Dataset content START

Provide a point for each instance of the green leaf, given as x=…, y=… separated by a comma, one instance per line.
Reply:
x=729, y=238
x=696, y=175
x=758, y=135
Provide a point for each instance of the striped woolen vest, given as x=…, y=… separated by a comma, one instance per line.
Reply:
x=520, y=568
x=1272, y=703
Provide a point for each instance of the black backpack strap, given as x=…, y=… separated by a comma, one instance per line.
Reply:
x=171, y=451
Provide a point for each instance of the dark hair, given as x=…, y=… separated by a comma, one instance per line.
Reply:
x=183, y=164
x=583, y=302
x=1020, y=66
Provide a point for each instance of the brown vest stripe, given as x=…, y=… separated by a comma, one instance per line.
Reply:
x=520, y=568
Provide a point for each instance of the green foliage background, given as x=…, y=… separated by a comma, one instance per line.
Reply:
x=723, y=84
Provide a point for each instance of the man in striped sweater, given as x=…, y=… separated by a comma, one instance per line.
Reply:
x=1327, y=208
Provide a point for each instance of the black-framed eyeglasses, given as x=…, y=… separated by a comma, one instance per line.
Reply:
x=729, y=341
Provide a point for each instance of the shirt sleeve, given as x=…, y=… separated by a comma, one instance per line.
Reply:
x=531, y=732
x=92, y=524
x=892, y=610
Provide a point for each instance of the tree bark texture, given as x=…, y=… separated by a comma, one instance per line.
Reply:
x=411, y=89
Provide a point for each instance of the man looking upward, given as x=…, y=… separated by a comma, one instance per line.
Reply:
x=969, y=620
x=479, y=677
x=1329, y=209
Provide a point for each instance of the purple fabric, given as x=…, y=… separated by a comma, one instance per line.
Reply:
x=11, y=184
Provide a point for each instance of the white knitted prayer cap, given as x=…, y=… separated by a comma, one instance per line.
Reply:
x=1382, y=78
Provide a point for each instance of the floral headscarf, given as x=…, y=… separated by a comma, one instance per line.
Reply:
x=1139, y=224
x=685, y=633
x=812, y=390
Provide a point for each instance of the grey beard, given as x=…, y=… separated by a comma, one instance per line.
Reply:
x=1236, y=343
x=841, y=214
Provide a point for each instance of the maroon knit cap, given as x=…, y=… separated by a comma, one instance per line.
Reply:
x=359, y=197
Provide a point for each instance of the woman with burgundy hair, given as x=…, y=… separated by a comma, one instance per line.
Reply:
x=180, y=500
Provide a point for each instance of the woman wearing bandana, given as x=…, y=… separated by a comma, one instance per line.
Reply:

Dataset content END

The line containing "Provide a point for each instance of the woman with" marks the start; retype it and each line after it through the end of the records above, exactly.

**Answer box**
Provide a point for each instance of the woman with burgundy hair, given as x=…, y=… separated by a comma, one instance per line.
Reply:
x=180, y=500
Provide a point for each instance of the woman wearing bandana, given as x=…, y=… separated by a comma, one instance per line.
Reply:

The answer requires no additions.